(Excerpts from a dataset)
-- -- --

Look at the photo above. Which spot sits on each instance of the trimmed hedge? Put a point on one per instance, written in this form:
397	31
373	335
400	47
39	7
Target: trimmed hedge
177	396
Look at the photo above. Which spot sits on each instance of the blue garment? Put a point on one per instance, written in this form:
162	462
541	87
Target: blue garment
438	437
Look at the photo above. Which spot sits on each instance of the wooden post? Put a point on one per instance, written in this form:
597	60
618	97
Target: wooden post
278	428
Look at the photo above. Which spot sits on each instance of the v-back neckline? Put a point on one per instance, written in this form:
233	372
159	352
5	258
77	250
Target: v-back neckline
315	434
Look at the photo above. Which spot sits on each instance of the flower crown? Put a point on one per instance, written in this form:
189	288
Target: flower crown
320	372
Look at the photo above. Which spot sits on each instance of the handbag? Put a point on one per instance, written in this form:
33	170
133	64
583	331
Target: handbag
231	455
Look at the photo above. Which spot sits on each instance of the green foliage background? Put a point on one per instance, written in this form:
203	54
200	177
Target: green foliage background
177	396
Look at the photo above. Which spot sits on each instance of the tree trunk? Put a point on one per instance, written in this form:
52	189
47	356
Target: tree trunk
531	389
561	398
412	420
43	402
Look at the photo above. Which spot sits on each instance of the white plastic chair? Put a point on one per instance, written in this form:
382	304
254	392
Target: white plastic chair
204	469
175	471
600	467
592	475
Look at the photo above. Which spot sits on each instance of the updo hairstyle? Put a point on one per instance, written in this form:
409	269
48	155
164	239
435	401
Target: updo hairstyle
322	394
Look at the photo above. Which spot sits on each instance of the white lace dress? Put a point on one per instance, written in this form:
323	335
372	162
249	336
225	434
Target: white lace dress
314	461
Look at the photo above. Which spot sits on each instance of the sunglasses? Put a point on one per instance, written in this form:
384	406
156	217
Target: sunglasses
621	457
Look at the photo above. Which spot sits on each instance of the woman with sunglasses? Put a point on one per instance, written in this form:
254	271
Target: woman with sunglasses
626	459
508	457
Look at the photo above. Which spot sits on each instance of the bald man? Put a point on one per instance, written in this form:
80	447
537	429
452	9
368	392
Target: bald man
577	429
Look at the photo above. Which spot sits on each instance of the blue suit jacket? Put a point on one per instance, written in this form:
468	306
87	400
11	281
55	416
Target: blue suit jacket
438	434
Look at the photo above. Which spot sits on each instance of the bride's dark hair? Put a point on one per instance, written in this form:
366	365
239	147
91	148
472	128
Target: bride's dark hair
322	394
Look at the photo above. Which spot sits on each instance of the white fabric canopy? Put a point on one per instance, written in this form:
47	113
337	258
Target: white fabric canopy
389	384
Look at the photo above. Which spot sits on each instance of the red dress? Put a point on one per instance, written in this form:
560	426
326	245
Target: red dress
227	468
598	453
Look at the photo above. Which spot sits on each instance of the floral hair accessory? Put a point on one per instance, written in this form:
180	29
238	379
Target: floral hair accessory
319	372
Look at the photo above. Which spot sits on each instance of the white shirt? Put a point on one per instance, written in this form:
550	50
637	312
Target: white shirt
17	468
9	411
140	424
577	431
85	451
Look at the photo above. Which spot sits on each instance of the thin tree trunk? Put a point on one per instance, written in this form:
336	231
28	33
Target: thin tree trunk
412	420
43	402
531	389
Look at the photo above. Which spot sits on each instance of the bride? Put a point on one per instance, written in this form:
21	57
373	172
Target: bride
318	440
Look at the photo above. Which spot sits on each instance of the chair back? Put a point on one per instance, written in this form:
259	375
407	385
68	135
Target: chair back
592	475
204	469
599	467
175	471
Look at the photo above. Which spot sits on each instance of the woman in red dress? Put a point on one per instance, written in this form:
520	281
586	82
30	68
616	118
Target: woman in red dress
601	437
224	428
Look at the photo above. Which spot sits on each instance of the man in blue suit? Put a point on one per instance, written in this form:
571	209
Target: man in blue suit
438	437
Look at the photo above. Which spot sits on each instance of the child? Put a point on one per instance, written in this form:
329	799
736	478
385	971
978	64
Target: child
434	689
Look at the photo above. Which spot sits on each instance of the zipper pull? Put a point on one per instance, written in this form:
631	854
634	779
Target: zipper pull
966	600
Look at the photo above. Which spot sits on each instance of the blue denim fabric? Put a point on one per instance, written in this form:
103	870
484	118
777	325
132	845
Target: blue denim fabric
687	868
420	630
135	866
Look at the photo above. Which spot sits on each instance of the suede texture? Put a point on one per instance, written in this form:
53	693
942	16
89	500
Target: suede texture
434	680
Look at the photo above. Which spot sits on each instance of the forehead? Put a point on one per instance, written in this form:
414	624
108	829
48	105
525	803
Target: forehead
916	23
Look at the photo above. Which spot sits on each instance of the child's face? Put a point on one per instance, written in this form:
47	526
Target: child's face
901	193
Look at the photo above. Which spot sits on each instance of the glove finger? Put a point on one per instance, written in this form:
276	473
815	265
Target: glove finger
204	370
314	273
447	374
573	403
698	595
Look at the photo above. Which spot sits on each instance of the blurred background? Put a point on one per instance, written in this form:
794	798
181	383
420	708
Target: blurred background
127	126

-- -- --

### [WHAT IS REQUIRED]
Would you be able to transcribe every line of the data exactly?

### [WRITTEN RESPONSE]
Look at the photo above. Which spot sits on each instance of the trimmed hedge? Put a point on one per instance, written in this form:
397	31
373	335
400	47
39	7
Target: trimmed hedge
177	396
Look at the photo above. Which spot sits on each instance of the blue garment? Put a point on one per instance, written in this form:
162	462
541	87
Target: blue garment
438	437
Look at the photo above. Which spot sits on each instance of the wooden post? Put a point on one per instance, written in this form:
597	60
618	97
Target: wooden post
278	428
Look at the photo above. Which spot sits on each instance of the v-back neckline? Put a point on one per instance, written in this form:
233	372
159	352
5	258
77	250
Target: v-back neckline
315	434
Look at the photo above. Which spot sits on each instance of the flower crown? Put a point on one per instance, written in this form:
189	288
Target: flower crown
320	372
Look at the photo above. Which spot sits on each instance of the handbag? Put a point on one per instance, written in this form:
33	170
133	64
583	331
Target: handbag
231	455
Look at the photo above. Which spot sits on each instance of the green foliage background? Put a point on one per instance, written in this form:
203	54
200	177
Target: green foliage background
177	396
Look at the photo above. Which spot sits on each instance of the tree trunk? Put a point on one per instance, written in this form:
52	189
47	356
Target: tree trunk
531	389
561	398
412	420
43	402
Look at the photo above. Which spot sits on each instance of the white plastic chair? Put a point on one per instance, written in this form:
382	304
254	392
Target: white plastic chair
204	469
175	471
600	467
592	475
Look at the photo above. Which spot sits on each instance of the updo hairstyle? Put a point on one per instance, written in this form:
409	269
48	155
164	239
435	401
Target: updo hairstyle
322	394
Look at the photo above. Which spot sits on each instance of the white lace dress? Put a point on one per instance, written in this form:
323	335
372	162
249	336
225	434
Target: white lace dress
314	461
Look at the photo above. Which spot sits on each instance of the sunglasses? Put a point on one per instance, written in this form:
384	406
156	217
Target: sunglasses
621	457
Look at the photo above. Which spot sits on each instance of the woman with sunglasses? Put a point on one per instance, written in this form:
254	271
Target: woman with sunglasses
626	459
508	457
Look at the photo above. Which spot sits on each instance of the bald man? Put a point on one per instance, written in this form:
80	447
537	429
452	9
368	392
Target: bald man
577	429
Look at the photo above. Which spot sits on each instance of the blue suit jacket? Put a point on one per instance, written in this form:
468	306
87	400
11	281
55	416
Target: blue suit jacket
438	434
Look at the photo above. Which spot sits on each instance of the bride's dark hair? Put a point on one per instance, written in this form:
366	365
239	147
91	148
472	128
Target: bride's dark hair
322	394
Look at the photo above. Which spot sits on each instance of the white fabric canopy? Put a point on one per instance, written in this form:
47	113
337	258
Target: white fabric canopy
389	384
Look at the photo above. Which spot sits on each instance of the red dress? Put a point on one per instance, written in this form:
560	426
326	245
Target: red dress
227	468
598	453
Look at the photo above. Which spot sits on each instance of the floral hair accessory? Put a point on one per instance, written in this form:
180	29
238	379
Target: floral hair accessory
319	372
Look at the photo above. Which spot sits on each instance of the white shirt? Put a point on one per instance, written in this form:
550	50
637	312
Target: white shirt
17	468
9	411
140	424
577	431
85	451
Look at the photo above. Which spot sits on each instance of the thin tree trunk? Put a point on one per instance, written in this form:
336	231
28	33
Target: thin tree trunk
412	420
43	402
531	389
Look at the photo above. Which spot sits on each instance of the bride? Put a point on one per instance, written in this form:
21	57
373	172
Target: bride
318	440
Look at the photo above. Which spot sits on each instance of the chair back? Put a point on one per instance, written in this form:
259	375
407	385
68	135
Target: chair back
592	475
204	469
599	467
175	471
Look at the photo above. Which spot sits on each instance of the woman in red dress? Put a point on one per instance, written in this form:
520	281
586	82
30	68
616	118
Target: woman in red dress
601	437
224	428
Look at the photo above. Which spot sits on each instance of the man in blue suit? Put a point on one per instance, written in this form:
571	209
Target: man in blue suit
438	437
Look at the photo above. Which spot sits on each instance of the child? Put a point on one per instance, written in this form:
329	799
736	478
385	971
978	64
Target: child
434	689
Look at the photo above. Which spot sits on each instance of the zipper pull? Put a point on one per instance, written in this form:
631	854
634	779
Target: zipper pull
966	600
Look at the photo above. Which spot sits on each instance of the blue denim fabric? Put a point on one per instance, written in this form:
103	870
484	118
777	325
132	845
Target: blue denim fabric
687	868
420	630
135	866
Look at the photo above. Which spot sits on each instance of the suede texture? Put a point on one per instance, written in this form:
53	693
942	16
89	500
Target: suede texture
434	680
Look at the photo above. Which spot sits on each instance of the forehead? Put a point on one per instance, written in this form:
414	624
108	829
48	105
525	803
Target: forehead
916	23
Look at the photo above. Which spot sits on each instance of the child's face? Put a point on one per instance, written in this form:
47	526
Target: child's face
901	193
Look at the photo above. Which spot sits on each instance of the glove finger? Put a point on one per instance, written in this form:
276	473
815	265
Target: glove finger
204	370
314	273
447	374
573	403
698	595
Look at the photo above. Which spot sits on each instance of the blurred background? Put a point on one per instance, written in this form:
794	798
181	383
420	708
Target: blurred background
127	126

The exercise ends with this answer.